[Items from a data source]

-*-*-

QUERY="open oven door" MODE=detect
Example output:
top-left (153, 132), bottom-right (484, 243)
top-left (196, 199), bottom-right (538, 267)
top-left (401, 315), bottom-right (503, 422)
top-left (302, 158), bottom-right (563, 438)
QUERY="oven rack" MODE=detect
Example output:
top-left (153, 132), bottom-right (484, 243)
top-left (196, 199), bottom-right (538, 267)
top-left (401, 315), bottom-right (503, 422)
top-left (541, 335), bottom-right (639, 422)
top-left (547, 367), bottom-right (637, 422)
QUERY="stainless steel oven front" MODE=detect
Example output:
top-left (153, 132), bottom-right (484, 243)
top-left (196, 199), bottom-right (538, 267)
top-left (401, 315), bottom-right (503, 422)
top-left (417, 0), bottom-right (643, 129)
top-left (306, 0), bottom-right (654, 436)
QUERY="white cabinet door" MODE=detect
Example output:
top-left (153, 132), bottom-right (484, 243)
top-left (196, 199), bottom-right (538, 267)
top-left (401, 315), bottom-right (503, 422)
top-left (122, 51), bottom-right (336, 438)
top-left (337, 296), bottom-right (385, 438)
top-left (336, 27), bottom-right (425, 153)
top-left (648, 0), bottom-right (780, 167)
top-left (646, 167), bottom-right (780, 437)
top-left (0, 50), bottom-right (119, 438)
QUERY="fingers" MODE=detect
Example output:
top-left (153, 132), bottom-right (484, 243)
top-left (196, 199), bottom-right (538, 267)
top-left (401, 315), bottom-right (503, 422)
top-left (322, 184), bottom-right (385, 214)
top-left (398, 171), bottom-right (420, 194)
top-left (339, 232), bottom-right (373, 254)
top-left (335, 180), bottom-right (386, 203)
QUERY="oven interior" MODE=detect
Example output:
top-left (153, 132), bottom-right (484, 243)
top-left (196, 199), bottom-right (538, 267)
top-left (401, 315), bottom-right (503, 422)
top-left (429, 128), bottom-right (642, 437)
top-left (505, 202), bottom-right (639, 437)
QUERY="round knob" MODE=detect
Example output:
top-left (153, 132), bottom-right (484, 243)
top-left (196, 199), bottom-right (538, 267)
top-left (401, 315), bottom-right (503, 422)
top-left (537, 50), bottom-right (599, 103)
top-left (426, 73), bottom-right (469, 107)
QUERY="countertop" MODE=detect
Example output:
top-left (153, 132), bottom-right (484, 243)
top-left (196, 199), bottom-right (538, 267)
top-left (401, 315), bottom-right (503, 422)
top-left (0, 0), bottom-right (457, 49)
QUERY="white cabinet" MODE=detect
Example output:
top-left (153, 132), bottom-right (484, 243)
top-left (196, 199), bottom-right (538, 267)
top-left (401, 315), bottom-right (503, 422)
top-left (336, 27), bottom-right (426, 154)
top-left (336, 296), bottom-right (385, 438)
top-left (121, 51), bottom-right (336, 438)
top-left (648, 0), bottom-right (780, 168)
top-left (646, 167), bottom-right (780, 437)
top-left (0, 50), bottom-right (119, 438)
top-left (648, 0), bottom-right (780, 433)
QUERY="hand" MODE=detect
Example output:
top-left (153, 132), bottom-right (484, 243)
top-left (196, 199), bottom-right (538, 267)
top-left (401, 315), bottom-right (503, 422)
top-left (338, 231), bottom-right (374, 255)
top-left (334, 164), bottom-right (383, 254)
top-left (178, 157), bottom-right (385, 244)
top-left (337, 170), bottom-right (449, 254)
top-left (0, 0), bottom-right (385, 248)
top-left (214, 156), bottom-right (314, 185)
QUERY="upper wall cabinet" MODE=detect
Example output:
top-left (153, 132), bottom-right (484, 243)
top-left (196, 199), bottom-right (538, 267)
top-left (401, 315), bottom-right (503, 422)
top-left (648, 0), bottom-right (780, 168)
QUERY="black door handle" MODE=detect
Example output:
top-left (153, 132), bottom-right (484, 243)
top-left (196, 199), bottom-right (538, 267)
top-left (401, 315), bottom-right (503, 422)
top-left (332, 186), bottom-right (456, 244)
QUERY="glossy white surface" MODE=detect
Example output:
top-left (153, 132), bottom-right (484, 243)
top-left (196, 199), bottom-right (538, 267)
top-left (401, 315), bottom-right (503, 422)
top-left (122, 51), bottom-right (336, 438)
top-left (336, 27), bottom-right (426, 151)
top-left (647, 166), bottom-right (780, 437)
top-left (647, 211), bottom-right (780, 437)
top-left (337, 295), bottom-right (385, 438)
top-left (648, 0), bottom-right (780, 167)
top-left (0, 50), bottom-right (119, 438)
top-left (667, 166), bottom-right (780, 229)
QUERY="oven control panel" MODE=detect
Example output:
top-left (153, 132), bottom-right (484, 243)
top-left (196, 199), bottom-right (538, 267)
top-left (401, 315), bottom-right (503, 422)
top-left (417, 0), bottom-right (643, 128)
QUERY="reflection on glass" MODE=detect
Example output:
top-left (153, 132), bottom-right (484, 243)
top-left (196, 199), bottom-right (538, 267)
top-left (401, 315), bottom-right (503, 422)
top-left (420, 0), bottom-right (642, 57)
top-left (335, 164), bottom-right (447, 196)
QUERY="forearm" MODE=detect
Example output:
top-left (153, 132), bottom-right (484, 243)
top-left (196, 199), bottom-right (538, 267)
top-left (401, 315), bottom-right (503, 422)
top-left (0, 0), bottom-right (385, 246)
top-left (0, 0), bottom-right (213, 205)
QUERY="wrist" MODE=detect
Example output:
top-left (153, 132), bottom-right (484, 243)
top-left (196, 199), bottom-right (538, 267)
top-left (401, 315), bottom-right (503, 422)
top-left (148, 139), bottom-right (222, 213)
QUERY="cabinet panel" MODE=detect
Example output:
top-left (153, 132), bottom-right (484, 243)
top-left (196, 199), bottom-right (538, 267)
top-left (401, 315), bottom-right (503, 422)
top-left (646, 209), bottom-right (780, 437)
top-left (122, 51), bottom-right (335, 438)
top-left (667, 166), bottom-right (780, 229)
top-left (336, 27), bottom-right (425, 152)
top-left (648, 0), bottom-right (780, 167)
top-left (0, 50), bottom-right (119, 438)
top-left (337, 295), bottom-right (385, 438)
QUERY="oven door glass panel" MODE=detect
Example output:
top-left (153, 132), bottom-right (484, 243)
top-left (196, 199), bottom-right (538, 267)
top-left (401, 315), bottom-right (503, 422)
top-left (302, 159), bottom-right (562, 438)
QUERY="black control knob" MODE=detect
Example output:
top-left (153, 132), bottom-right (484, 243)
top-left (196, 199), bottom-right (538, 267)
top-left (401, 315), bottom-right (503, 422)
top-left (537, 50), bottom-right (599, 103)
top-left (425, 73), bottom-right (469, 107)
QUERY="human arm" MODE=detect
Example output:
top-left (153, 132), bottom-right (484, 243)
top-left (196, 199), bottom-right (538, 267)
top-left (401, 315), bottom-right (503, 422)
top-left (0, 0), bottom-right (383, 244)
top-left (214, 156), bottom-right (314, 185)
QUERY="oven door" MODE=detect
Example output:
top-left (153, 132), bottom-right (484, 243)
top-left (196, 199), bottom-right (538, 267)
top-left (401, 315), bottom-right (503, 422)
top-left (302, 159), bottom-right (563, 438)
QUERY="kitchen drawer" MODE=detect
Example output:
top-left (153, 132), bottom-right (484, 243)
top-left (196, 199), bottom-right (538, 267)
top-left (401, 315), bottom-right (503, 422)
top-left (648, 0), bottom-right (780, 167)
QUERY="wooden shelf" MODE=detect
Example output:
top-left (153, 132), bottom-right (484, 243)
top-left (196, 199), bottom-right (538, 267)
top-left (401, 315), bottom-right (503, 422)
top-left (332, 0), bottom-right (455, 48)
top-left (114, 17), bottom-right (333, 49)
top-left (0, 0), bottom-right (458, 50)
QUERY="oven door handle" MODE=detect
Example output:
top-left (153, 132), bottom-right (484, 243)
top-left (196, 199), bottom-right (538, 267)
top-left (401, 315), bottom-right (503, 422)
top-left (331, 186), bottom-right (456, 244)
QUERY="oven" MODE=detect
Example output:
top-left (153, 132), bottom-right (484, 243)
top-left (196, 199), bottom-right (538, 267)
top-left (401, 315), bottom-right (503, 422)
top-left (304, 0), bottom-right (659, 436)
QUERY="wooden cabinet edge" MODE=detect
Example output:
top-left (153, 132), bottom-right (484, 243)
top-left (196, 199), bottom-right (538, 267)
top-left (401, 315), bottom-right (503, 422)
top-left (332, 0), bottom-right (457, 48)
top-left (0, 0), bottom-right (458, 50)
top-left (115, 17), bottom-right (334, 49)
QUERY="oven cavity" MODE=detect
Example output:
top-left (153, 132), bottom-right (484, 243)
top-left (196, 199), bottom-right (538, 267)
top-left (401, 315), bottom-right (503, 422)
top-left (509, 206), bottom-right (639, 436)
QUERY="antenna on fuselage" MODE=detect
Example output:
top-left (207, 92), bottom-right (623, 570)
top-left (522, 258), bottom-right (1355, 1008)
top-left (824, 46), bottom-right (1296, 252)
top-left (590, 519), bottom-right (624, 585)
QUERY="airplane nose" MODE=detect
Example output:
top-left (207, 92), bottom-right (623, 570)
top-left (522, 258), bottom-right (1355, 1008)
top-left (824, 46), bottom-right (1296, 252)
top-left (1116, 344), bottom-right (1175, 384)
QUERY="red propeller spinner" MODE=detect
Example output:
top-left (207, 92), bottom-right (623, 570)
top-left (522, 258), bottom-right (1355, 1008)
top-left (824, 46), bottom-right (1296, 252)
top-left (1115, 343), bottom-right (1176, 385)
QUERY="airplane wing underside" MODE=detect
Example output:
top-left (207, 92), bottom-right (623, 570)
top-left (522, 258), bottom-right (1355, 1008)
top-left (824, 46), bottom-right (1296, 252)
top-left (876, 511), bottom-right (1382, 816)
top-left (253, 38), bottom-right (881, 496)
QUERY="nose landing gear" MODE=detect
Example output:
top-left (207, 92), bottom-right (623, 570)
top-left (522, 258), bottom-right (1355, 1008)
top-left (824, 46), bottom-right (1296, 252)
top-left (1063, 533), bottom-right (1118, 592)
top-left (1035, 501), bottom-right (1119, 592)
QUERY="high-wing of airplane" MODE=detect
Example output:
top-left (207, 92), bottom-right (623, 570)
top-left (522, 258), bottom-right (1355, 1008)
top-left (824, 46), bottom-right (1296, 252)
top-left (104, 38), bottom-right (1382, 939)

-*-*-

(Exercise brief) Tally the lines in these entries that have the string "wooden" in them, then answer with the count and nothing else.

(Answer space) 2